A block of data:

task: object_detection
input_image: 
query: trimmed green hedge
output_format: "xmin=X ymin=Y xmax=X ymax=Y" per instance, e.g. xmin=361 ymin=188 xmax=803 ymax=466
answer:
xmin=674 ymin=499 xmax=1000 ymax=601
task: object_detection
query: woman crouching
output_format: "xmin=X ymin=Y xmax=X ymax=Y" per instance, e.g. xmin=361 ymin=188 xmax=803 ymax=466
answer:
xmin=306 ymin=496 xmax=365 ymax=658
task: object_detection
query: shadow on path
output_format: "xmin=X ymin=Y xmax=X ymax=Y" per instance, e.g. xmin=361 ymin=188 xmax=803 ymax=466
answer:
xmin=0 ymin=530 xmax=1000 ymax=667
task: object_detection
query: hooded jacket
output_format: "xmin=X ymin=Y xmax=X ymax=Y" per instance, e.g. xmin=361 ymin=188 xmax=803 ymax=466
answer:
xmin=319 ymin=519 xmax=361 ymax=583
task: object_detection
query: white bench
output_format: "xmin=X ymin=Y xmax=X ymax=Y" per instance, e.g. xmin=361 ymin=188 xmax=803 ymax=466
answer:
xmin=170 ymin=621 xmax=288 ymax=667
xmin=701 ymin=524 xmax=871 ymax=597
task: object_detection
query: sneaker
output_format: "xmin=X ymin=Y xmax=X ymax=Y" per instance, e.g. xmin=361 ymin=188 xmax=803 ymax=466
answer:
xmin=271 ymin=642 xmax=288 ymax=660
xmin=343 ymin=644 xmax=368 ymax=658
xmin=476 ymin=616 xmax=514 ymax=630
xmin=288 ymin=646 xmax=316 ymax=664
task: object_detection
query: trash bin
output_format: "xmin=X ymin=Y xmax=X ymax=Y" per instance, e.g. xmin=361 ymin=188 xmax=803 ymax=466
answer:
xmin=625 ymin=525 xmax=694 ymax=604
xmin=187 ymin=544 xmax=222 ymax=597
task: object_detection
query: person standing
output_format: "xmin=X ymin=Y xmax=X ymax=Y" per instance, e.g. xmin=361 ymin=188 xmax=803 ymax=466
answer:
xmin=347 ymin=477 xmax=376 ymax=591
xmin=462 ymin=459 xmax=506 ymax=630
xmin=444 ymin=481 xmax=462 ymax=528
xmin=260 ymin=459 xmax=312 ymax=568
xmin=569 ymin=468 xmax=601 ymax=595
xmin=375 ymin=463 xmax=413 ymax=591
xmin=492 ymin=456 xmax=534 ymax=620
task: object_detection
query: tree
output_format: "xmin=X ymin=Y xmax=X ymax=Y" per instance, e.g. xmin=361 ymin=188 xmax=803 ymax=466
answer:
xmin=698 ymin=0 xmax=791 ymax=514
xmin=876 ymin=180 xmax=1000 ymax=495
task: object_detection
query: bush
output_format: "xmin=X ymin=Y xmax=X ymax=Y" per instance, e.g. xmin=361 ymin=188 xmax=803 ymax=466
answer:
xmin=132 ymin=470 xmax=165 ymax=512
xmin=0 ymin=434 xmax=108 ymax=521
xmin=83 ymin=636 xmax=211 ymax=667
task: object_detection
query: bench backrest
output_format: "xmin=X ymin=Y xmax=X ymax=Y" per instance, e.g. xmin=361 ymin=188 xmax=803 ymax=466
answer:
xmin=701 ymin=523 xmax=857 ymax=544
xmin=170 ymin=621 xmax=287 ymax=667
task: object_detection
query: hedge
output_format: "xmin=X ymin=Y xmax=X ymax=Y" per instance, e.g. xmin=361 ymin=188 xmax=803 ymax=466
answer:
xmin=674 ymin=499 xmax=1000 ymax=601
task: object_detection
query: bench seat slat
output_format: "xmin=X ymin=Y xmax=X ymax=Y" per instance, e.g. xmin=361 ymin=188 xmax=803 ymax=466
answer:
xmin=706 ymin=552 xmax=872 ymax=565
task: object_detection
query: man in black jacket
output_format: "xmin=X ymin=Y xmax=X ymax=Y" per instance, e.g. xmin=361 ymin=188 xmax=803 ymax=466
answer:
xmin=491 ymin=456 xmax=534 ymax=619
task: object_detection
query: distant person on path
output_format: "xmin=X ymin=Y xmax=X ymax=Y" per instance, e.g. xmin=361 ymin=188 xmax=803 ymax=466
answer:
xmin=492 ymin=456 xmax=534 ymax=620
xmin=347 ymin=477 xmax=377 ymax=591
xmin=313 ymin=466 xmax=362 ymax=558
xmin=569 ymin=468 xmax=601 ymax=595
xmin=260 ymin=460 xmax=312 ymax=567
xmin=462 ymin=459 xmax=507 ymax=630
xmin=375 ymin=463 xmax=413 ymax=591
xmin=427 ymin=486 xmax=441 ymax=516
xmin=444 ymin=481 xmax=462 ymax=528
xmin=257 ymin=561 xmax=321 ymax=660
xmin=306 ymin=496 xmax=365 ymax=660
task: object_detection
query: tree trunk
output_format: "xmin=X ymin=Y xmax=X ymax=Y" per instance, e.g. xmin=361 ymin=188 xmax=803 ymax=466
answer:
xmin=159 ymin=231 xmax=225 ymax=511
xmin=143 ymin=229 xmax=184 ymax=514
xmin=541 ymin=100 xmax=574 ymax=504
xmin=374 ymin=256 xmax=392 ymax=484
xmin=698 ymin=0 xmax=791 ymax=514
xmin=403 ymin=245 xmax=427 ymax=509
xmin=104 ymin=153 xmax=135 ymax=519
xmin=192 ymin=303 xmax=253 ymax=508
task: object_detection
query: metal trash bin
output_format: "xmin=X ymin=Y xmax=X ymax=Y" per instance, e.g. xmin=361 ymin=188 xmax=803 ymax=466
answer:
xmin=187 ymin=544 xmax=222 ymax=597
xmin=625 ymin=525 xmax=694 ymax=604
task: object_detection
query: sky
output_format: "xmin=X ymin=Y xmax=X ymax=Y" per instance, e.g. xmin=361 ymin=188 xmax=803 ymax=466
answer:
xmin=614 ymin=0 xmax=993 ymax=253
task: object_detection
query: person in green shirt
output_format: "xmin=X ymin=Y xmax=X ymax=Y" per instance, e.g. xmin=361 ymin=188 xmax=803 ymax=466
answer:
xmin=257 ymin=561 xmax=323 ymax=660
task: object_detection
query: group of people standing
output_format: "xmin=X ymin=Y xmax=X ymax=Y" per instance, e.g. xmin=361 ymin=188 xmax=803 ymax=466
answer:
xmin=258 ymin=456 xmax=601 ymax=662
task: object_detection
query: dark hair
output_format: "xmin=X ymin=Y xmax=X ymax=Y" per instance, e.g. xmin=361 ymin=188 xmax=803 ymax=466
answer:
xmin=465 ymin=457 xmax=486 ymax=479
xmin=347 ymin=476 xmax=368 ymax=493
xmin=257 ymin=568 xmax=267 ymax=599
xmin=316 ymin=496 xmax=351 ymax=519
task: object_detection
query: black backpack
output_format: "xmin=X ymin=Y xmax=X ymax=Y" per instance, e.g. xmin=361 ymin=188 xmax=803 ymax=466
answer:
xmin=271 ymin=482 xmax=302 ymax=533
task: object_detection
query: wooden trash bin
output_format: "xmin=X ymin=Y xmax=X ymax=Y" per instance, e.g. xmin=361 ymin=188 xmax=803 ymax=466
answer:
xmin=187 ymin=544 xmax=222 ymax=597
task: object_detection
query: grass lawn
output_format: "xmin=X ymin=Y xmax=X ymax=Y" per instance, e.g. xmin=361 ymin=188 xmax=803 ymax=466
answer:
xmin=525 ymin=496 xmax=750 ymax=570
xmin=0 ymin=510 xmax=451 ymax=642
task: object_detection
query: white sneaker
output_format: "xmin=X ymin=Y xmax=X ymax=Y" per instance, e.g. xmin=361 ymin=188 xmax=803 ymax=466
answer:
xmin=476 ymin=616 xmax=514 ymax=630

### WHAT TO PRODUCE
Filter the material down to the lines that contain the string "path", copying each one, with case taken into account.

### CORRECT OUTPUT
query: shadow on path
query: distant person on path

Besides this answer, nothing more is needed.